__Written problem__
Copy the data word for word, from the line with "Rules: pick out each instance of the man" to the line with "[[257, 206]]", including both of those lines.

__Exercise materials__
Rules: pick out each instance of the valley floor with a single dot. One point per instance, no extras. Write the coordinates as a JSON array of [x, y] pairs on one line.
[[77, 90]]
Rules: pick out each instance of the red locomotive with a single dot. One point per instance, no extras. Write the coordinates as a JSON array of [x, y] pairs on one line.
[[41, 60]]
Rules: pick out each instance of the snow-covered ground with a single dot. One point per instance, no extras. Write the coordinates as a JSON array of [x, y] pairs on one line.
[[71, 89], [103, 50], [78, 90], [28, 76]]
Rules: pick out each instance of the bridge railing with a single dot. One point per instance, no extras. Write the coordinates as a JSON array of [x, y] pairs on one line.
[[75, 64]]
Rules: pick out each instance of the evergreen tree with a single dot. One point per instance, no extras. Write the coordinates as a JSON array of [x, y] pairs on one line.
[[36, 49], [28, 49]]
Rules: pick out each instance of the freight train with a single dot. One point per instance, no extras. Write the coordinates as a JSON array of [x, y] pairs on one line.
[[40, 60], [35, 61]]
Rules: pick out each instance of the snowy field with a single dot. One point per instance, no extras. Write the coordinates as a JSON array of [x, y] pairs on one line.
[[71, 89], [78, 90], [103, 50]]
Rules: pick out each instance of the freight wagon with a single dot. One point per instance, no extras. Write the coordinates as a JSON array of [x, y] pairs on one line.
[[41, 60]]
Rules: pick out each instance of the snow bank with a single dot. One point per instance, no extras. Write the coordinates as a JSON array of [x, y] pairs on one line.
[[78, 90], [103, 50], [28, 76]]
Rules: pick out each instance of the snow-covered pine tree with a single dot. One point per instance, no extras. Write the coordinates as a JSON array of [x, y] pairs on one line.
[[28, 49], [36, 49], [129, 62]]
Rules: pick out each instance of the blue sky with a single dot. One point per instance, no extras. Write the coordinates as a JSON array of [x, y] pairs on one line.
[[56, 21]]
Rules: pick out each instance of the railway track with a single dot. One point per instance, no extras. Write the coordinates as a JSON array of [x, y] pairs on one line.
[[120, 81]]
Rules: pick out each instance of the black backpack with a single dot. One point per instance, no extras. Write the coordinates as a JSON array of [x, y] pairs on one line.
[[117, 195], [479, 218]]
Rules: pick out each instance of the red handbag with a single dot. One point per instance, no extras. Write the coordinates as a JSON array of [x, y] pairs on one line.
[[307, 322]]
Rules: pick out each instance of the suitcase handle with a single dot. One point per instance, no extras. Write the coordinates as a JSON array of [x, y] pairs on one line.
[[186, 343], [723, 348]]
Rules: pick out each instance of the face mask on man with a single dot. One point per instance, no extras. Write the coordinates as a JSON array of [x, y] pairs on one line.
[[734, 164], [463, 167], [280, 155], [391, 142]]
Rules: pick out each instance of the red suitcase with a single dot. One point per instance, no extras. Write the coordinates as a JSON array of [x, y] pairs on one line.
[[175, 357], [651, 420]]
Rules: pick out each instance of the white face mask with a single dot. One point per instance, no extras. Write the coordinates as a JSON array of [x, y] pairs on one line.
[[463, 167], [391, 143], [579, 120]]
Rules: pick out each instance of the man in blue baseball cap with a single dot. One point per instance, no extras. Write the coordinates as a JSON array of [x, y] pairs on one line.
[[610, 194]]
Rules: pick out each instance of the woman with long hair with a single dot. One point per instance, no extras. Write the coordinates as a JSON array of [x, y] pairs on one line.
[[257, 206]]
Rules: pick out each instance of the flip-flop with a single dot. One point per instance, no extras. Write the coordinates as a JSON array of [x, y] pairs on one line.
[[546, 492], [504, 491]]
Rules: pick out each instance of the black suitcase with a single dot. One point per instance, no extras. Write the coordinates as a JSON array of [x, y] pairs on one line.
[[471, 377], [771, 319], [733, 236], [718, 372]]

__Solution to this task__
Rules: pick out each instance of the man in blue baseball cap with a single dot. One point per instance, no extras. Write the coordinates as a JSON array of [x, y] pairs on one line.
[[610, 194]]
Rules: pick out each instance of the woman with long hair with a single dot. One point per instance, no extras. Write the coordinates as a JSON array of [x, y] pairs on one line.
[[257, 206]]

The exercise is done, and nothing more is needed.